*Task A:*
Summarize the passage on CMOS regulator stability below in two sentences.

*Excerpted passage:*
While this was quite simple for circuits in which the gain rolls off monotonically, it is quite possible that in a more complex CMOS circuit the gain curve may reach several local maxima, in which case there may be frequencies for which a unity gain point is much closer to oscillation than we might expect upon first examination. In such a case, very careful evaluation of the Bode plot is necessary.
Figure 4-a is a rough approximation of the root locus for a simple CMOS regulator. There are three zeroes at “infinity,” so the radial distribution sends two of the lines toward the vertical axis as shown. The square boxes mark the approximate location of the roots, for typical CMOS gains. The two located near the vertical axis are the problem, and this topic is consistent with the known low phase margin for the simple CMOS circuit.
A simple capacitor from input to output of a stage forms something like a “transmission zero,” normally a destabilizing effect. However, by adding a resistor of appropriate size in series with the capacitor, we ensure that our zero will appear in the LHP as desired. (This is a somewhat simplified discussion for practical purposes.)

*Data extract:*
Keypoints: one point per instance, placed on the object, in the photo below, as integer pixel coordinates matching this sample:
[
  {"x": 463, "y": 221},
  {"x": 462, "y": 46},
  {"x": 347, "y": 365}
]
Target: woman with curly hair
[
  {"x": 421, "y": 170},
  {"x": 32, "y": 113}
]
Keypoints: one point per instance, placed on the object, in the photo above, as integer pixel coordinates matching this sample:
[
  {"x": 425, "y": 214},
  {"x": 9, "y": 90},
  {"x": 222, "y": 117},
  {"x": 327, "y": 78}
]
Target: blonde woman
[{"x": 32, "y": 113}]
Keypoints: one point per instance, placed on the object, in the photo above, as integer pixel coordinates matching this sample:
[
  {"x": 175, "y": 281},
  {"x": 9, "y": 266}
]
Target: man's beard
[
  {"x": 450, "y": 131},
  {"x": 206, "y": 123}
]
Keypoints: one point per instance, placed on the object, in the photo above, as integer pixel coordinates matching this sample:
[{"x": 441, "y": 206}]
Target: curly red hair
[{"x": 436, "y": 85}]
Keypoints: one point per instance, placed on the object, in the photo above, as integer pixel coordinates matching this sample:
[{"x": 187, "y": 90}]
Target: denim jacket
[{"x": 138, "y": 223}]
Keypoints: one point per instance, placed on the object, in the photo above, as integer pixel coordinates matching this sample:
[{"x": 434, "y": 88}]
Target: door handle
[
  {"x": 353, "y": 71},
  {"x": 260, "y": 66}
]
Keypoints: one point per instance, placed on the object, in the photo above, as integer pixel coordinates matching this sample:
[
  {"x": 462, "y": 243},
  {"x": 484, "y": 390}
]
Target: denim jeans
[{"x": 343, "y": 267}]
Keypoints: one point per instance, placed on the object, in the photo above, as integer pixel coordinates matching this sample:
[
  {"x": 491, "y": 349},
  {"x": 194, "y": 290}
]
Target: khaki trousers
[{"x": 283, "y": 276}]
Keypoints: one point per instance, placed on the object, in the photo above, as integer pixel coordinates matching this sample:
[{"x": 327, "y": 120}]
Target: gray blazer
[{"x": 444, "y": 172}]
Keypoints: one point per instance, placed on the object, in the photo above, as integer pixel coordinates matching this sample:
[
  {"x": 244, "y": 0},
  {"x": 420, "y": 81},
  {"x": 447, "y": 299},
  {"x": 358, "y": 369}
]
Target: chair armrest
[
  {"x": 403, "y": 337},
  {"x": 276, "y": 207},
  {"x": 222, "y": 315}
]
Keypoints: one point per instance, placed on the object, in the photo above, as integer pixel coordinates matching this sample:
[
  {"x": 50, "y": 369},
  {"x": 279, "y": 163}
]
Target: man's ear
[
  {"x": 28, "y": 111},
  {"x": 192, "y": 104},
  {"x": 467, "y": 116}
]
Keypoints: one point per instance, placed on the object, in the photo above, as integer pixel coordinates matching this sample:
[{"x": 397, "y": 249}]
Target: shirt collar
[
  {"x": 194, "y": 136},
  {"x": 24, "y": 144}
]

*Task B:*
Collect every line in the rows above that contains the string "Target". Case counts.

*Exercise output A:*
In a complex CMOS circuit whose gain curve reaches several local maxima, a unity gain point may be much closer to oscillation than expected, so the Bode plot needs very careful evaluation. A rough root locus for a simple CMOS regulator puts two roots near the vertical axis, consistent with its known low phase margin, and adding a resistor of appropriate size in series with a capacitor from a stage's input to output makes the zero appear in the LHP.

*Exercise output B:*
Target: woman with curly hair
Target: blonde woman
Target: man's beard
Target: curly red hair
Target: denim jacket
Target: door handle
Target: denim jeans
Target: khaki trousers
Target: gray blazer
Target: chair armrest
Target: man's ear
Target: shirt collar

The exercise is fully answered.